**Exercise prompt**:
In the listing below, replace every "instance" with "object" and reproduce the listing with nothing else changed. Omit the pictures.

**Material for this exercise**:
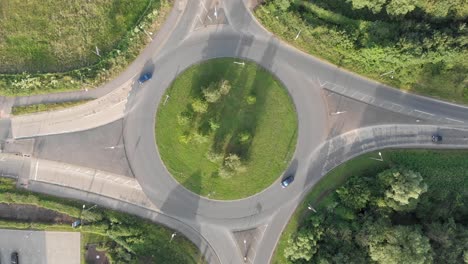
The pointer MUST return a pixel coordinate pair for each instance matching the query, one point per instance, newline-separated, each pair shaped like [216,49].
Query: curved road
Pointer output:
[374,117]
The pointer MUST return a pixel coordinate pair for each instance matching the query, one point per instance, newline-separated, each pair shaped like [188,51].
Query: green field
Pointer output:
[29,109]
[231,148]
[417,46]
[125,238]
[50,46]
[57,36]
[444,172]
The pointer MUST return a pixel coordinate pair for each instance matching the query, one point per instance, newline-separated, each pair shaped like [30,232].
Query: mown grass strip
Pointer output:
[30,109]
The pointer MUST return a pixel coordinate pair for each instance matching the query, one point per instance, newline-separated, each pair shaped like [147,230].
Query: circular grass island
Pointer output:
[228,130]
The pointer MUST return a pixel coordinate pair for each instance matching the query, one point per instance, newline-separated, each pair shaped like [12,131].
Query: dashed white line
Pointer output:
[37,167]
[423,112]
[454,120]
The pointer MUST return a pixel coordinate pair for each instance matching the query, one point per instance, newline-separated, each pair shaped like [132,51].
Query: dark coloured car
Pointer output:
[14,258]
[436,138]
[145,77]
[287,181]
[76,224]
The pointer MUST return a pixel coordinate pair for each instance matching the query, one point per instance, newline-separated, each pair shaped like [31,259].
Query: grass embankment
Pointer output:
[50,46]
[237,144]
[126,238]
[445,172]
[417,52]
[29,109]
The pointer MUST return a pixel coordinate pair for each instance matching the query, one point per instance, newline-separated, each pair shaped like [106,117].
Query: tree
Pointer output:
[399,245]
[355,193]
[402,188]
[213,125]
[211,93]
[199,106]
[449,240]
[400,7]
[374,5]
[304,245]
[233,162]
[244,137]
[224,87]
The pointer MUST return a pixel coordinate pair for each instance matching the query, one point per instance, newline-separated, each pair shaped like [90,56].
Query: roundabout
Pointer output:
[146,161]
[216,124]
[338,115]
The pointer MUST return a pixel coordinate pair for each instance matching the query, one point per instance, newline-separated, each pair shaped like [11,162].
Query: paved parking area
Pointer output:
[40,247]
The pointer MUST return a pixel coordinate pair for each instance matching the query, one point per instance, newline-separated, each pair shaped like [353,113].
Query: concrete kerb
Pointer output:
[128,207]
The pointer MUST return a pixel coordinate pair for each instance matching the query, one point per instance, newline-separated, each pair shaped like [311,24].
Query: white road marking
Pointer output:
[37,167]
[423,112]
[454,120]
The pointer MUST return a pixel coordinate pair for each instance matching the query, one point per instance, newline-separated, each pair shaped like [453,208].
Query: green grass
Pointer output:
[318,195]
[91,238]
[271,121]
[444,171]
[56,36]
[423,57]
[59,56]
[147,241]
[29,109]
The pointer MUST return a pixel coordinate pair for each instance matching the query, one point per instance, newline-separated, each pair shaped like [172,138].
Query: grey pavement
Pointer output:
[40,247]
[101,148]
[374,117]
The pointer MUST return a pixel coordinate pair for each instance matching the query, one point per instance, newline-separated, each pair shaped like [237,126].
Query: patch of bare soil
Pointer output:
[31,213]
[95,257]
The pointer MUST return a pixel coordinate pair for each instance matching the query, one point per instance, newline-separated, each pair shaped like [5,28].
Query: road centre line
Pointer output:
[454,120]
[416,110]
[37,167]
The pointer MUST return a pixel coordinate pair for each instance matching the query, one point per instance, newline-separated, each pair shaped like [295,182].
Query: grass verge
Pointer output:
[126,238]
[413,52]
[231,148]
[131,27]
[453,165]
[29,109]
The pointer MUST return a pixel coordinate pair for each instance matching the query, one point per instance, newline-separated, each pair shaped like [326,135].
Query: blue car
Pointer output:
[287,181]
[145,77]
[76,224]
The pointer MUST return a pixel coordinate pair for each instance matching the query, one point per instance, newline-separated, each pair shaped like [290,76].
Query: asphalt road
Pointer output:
[376,117]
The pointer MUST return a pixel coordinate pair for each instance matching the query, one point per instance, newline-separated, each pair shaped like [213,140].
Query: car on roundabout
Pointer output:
[287,181]
[436,138]
[145,77]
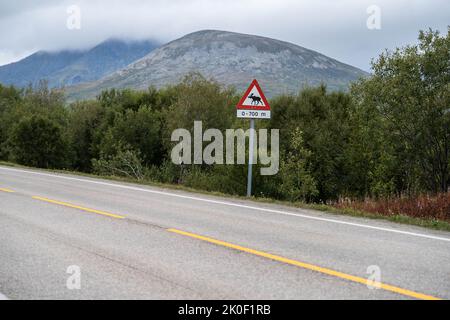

**Reply to the exercise**:
The pointer MUST return a pixel coordinate pair for each object matching the query, one point per object, newline-separated, each pair shaped like [216,49].
Query: curved road
Pointer output:
[374,117]
The pointer MUST return a pixel coordinate pair for each object matching the query, one point per object, newline-separated, each pair shaped like [188,51].
Query: green field
Pointer output:
[29,109]
[231,148]
[417,46]
[125,238]
[50,46]
[57,36]
[444,172]
The pointer MUST return a pixel coordinate pair for each object matching the query, one point per object, newline-separated, each pair shaped like [30,232].
Query: mown grass strip
Pointer output:
[30,109]
The pointer MUST return a pixel coordinate pair for each object matching the query, one point per object, newline-separated, each pair shaped like [147,230].
Query: circular grass island
Pointer output:
[228,130]
The pointer MUST return a pixel coordinate pair for each object matching the query, one point per object, newline-separated, each pair shaped like [12,131].
Query: dashed white line
Pointer output:
[37,167]
[423,112]
[454,120]
The pointer MUST return a pixel coordinate pair for each object matching the query, one point per object, newline-separated, each pair shaped like [132,51].
Query: dark coloured car
Pointer output:
[14,258]
[436,138]
[145,77]
[287,181]
[76,224]
The pointer MUST return a pixel coordinate pair for each object matching the query, one point per object, newline-separated, each pair shaped like [31,259].
Query: grass embankment
Pointer output:
[50,46]
[237,144]
[126,238]
[445,172]
[417,52]
[29,109]
The pointer MUST return a pixel coordinate pair for each object matching the query, one point per object, newline-separated, each pair shaped like [106,117].
Query: tree
Pointer output:
[399,245]
[355,193]
[402,188]
[213,125]
[211,93]
[199,106]
[449,240]
[400,7]
[374,5]
[304,245]
[233,162]
[244,137]
[224,87]
The pointer MUST return a pixel coordinate pair for each object matching the query, one point per object, newline-separated, each pair shaped like [90,56].
Query: roundabout
Pointer output:
[146,161]
[216,124]
[338,115]
The pointer MUST return a pixel coordinate pair for each object matching the query, one point per object, newline-separated, each pair shaped like [11,162].
Query: paved parking area
Pointer output:
[40,247]
The pointer MUST return a pixel coordinate pair for each object matching the query, one point per object, newline-separated, each pair shaped like [353,113].
Query: concrete kerb
Pointer output:
[128,207]
The pointer MUST return a pixel coordinate pair for each object matching the query, one point per object, newline-separated, each pair shaped like [311,24].
Query: white road marking
Pointer output:
[37,167]
[423,112]
[454,120]
The pointer MUST return a pixel coordinate pair for each object matching the query, one point per object, newline-separated, each pair shaped like [453,208].
Query: green grass
Pointer output:
[318,195]
[91,238]
[271,121]
[444,171]
[56,36]
[423,57]
[59,56]
[147,241]
[29,109]
The pointer MUST return a pixel coordinate pair for each object matching the query, one point per object, newline-separated, each pair shaped like [172,138].
Query: grey pavement
Pointer output:
[40,247]
[101,148]
[374,117]
The pointer MUST return a pixel coordinate pair for each object matching the query, one point per object, newline-separated, each pair shaped like [237,126].
Query: patch of bare soil
Pointer output:
[31,213]
[95,257]
The pointer MUST return a pixel coordinate pair for each object matching the query, one point per object, newline-separated, each pair shaped like [5,28].
Query: road centre line
Pointer output:
[454,120]
[416,110]
[37,167]
The pointer MUST return a pixel coordinate pair for each object matching the query, one point per object, newline-separated, each pair shaped like [295,182].
Query: grass verge
Pointer output:
[126,238]
[413,52]
[231,148]
[131,27]
[453,165]
[29,109]
The pointer MUST return a pixel coordinate pair for each object matching the query, one point per object, newline-separated, each pair shaped like [326,135].
Query: blue car
Pointer output:
[287,181]
[145,77]
[76,224]
The pointer MUST return a pixel coordinate pair for each object matching the query, one point per object, newline-separated, each pair shaped like [290,76].
Query: asphalt road
Pointer output:
[376,117]
The pointer MUST return a pixel coordinate pair for each object matching the query, one point per object, newline-separated, each pair shaped like [213,140].
Query: car on roundabout
Pointer output:
[287,181]
[436,138]
[145,77]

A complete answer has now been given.